| Assigned task |
In the interview excerpt below, what does Nadja Drost say was far more challenging than the physical challenges of the trip?

| Extract provided |
= Beginning of Section =

On the Panamanian side, the reception really varies. Different communities are impacted at different times. There have been communities that have found themselves, suddenly, the receptor of hundreds and hundreds of Cuban migrants for three months at one point. The town began to feel quite hostile towards them because there are so few resources in the first place for the permanent inhabitants. The two settlements that we ended up walking to, were quite surprising at how warmly receptive locals were of the migrants. I think it's for two reasons. One is, they are acutely aware of the dangers of walking through the region. They can physically see the depth of suffering that people have gone through. But for some of these towns. it's been a little bit of an economic boom in the sense that, when migrants are staying there, they end up buying food, water at the local stores and they end up staying in people's homes for a couple dollars a night. So, it really helps to kind of boost the local economy. The tensions arise when those limited resources are extra stressed.


Bruno Federico

We were always very clear in our conversation that they can stay with us but they are not obliged to be filmed.

Nadja Drost 

The ethical decisions that we had to face on a daily basis, were far more challenging than the physical challenges of doing the trip.

Because, as journalists, we were cognizant that our principal objective and an obligation is to bear witness, and we need to do that in such a way that doesn't intervene with the story. That being said, we were coming across people who were very badly injured, people who hadn't eaten food in in days. pregnant women and children. There was no relief for days. This was a situation where it was actually life or death for a lot of people with no relief available. So, we tried to approach a lot of these situations with a combination of basically trying to maintain our journalistic integrity with humanity.


Piotr Plewa

Tere aren’t really good statistics because of the illicit nature of the of the movement. The number of registered migrants crossing for this border has increased by 16 times from 2010 to 2020 from around 500 at the very beginning. There was a kick in the flows in 2016 or 2018 and when there were 30,000 people registered and then of course the numbers declined. They declined with COVID 19 and with the border closures, but the migration didn't stop altogether.

= End of Section =

| Supplied information |
= Beginning of Section =

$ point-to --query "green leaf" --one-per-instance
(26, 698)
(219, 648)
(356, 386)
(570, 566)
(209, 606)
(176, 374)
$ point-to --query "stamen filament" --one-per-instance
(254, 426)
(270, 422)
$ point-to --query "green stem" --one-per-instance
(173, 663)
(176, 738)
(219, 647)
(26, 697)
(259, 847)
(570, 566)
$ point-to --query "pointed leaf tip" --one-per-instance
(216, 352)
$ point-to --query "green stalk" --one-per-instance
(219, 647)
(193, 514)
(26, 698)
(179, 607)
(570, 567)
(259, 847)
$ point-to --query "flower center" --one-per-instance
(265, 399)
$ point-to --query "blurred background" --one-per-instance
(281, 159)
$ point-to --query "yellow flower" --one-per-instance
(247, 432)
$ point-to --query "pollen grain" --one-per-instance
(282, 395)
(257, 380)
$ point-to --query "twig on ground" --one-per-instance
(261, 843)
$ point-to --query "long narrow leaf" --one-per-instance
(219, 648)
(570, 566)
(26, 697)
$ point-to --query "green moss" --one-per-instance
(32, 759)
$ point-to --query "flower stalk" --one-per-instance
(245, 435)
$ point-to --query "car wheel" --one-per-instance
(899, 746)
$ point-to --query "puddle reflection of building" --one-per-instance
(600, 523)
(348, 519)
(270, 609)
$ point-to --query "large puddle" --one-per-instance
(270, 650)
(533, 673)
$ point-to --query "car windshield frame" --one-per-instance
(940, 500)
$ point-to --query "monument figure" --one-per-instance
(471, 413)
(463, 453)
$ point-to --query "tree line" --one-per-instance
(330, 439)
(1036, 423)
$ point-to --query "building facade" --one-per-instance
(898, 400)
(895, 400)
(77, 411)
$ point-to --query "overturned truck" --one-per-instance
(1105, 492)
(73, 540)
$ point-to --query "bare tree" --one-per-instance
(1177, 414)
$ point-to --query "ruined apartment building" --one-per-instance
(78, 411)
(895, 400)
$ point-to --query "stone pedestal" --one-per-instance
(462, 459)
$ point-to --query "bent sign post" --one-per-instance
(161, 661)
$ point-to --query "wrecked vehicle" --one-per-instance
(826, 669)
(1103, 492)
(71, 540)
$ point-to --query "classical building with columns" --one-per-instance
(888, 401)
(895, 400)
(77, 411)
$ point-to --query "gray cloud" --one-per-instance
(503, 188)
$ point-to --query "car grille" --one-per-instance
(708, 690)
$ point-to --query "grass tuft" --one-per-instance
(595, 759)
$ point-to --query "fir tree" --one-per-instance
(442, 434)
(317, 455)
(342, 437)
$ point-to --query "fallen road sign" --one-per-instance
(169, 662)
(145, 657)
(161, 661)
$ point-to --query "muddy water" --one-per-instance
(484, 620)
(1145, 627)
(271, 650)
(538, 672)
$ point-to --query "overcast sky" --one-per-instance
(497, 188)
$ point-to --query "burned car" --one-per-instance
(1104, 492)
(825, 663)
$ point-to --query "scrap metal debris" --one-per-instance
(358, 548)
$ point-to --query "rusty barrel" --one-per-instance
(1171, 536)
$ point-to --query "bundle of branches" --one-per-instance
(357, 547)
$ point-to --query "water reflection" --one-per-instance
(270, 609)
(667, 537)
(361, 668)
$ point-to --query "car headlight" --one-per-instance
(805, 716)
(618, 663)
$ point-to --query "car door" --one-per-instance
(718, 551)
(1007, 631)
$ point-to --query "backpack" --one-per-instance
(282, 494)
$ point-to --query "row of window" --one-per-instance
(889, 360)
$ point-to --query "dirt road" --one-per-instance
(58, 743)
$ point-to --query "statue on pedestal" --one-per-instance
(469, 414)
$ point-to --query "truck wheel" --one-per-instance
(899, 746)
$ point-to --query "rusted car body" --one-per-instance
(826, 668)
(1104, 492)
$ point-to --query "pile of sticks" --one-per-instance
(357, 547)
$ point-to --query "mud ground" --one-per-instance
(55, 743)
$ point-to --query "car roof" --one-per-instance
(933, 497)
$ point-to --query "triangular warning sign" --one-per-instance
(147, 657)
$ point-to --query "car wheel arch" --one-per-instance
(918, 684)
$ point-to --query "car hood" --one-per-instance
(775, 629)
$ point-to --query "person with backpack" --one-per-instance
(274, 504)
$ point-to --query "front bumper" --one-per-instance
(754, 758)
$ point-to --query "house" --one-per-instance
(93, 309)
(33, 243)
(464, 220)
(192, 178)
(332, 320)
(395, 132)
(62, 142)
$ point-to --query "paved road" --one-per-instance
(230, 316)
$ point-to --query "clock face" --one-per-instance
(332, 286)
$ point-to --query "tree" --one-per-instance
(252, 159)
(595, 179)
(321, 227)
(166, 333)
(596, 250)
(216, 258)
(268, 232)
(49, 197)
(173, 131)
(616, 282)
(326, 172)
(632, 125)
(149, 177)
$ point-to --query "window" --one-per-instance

= End of Section =

| Solution to the exercise |
The ethical decisions they had to face on a daily basis.